> **EXERCISE INSTRUCTIONS**
Can you recast the rows as a Markdown table with the columns Number and Text, from the first line up to and including the line with "145 26 L 149", leaving out blank lines?

> **RECORDS TO USE**
• • • • • • •

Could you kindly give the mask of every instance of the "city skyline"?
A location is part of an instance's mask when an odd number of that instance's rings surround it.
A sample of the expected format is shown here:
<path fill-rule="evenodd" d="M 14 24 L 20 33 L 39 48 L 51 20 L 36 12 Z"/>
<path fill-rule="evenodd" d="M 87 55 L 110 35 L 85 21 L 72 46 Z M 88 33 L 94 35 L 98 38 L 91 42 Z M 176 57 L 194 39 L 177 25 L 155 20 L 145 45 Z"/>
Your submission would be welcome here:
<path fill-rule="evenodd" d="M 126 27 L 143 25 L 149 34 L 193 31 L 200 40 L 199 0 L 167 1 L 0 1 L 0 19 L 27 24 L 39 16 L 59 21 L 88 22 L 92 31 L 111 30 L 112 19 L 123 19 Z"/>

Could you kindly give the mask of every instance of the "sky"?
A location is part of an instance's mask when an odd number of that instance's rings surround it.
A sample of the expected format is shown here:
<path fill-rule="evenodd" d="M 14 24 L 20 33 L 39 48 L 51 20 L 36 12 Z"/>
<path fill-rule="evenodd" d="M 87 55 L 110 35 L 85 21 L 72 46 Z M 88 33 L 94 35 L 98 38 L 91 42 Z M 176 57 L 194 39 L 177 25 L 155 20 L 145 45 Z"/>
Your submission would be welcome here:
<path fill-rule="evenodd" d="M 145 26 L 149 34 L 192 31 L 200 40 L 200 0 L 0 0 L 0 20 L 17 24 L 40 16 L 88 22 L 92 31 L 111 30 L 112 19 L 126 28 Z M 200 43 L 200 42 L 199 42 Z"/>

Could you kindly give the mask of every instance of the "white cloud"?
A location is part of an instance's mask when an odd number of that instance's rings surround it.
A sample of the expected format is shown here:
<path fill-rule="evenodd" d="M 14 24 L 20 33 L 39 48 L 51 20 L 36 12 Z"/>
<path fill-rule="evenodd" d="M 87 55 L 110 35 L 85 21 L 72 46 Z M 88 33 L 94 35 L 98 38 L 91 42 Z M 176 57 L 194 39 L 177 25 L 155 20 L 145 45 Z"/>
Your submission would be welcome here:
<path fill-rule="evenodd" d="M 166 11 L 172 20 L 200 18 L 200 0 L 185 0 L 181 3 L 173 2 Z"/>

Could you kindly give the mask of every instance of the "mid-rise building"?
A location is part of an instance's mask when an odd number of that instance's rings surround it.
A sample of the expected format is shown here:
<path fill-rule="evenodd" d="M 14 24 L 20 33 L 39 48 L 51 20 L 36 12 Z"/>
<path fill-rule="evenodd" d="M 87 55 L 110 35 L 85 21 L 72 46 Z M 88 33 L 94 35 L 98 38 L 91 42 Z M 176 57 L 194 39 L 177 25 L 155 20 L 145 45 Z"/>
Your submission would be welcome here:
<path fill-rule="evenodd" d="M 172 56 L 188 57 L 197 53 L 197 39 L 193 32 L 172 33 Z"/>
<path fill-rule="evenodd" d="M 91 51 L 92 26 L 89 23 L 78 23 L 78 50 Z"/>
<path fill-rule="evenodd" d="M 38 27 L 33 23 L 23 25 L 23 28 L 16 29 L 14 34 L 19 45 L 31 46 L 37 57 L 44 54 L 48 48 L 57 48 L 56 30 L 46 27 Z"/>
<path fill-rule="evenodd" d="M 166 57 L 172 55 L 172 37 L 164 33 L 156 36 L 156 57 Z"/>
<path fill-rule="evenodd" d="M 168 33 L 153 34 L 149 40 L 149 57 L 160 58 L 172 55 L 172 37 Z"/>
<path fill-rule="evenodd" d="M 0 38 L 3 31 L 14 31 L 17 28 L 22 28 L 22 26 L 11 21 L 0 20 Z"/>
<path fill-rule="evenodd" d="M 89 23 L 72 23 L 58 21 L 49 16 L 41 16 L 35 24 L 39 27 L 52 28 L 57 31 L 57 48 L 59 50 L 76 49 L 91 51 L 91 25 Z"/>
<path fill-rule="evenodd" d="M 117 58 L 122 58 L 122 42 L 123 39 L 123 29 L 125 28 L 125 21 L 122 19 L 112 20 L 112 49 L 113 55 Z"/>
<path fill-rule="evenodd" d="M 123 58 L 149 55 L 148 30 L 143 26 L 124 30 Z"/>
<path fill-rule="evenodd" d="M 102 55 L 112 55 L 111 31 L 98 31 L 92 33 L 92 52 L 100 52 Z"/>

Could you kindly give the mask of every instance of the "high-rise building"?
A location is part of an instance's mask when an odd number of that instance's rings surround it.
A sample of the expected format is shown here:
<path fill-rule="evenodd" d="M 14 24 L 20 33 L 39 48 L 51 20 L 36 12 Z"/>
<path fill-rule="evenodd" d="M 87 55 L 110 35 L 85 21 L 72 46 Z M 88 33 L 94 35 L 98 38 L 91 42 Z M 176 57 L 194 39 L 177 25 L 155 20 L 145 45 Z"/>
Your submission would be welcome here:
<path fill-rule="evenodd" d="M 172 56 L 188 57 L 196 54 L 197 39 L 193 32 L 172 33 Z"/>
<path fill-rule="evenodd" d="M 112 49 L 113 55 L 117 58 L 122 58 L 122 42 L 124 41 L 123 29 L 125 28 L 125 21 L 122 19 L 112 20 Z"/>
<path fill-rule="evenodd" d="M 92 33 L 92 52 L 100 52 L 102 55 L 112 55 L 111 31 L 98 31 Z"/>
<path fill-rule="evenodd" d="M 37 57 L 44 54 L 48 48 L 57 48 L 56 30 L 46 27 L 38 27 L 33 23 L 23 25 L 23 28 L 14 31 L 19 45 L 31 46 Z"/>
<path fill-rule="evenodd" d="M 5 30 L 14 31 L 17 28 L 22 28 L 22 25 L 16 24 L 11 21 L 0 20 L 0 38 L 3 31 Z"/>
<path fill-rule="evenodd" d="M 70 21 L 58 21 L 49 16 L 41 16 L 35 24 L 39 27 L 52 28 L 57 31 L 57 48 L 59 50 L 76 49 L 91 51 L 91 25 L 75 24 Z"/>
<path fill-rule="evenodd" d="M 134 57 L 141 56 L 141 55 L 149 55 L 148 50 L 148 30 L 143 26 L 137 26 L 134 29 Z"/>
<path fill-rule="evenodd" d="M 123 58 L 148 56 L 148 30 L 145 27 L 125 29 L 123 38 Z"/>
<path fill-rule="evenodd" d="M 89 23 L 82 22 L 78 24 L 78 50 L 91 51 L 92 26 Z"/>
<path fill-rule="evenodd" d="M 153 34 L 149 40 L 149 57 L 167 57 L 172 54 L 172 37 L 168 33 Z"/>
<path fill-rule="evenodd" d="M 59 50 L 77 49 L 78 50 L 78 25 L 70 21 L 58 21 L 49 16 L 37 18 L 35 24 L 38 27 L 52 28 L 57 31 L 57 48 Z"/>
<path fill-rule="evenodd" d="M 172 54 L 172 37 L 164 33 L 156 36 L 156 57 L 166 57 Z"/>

• • • • • • •

> **RESULT BELOW**
| Number | Text |
|---|---|
| 1 | Could you kindly give the mask of every instance of the "city skyline"? |
| 2 | A location is part of an instance's mask when an odd number of that instance's rings surround it. |
| 3 | A sample of the expected format is shown here: |
| 4 | <path fill-rule="evenodd" d="M 14 24 L 20 33 L 39 48 L 51 20 L 36 12 Z"/> |
| 5 | <path fill-rule="evenodd" d="M 87 55 L 110 35 L 85 21 L 72 46 Z M 88 33 L 94 35 L 98 38 L 91 42 Z M 176 57 L 194 39 L 177 25 L 155 20 L 145 45 Z"/> |
| 6 | Your submission would be welcome here: |
| 7 | <path fill-rule="evenodd" d="M 126 27 L 143 25 L 149 34 L 193 31 L 200 40 L 199 0 L 167 1 L 0 1 L 0 19 L 27 24 L 39 16 L 59 21 L 88 22 L 92 31 L 111 30 L 112 19 L 123 19 Z"/> |
| 8 | Could you kindly give the mask of every instance of the "sky"? |
| 9 | A location is part of an instance's mask when an odd number of that instance's rings surround it. |
| 10 | A sample of the expected format is shown here: |
| 11 | <path fill-rule="evenodd" d="M 14 24 L 20 33 L 39 48 L 51 20 L 36 12 Z"/> |
| 12 | <path fill-rule="evenodd" d="M 87 55 L 110 35 L 85 21 L 72 46 Z M 88 33 L 94 35 L 98 38 L 91 42 Z M 176 57 L 194 39 L 177 25 L 155 20 L 145 45 Z"/> |
| 13 | Your submission would be welcome here: |
| 14 | <path fill-rule="evenodd" d="M 145 26 L 149 34 L 192 31 L 200 40 L 200 0 L 0 0 L 0 20 L 17 24 L 40 16 L 88 22 L 92 31 L 111 30 L 112 19 L 126 28 Z M 200 43 L 200 42 L 199 42 Z"/> |